> **Description of the task**
Across all the records, filter for lines with the word "Target" and copy them.

· · ·

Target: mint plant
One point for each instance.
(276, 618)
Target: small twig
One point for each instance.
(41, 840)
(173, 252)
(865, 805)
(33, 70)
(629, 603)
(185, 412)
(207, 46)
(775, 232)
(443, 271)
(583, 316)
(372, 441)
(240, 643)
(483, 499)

· · ·

> **Solution to the problem**
Target: mint plant
Target: small twig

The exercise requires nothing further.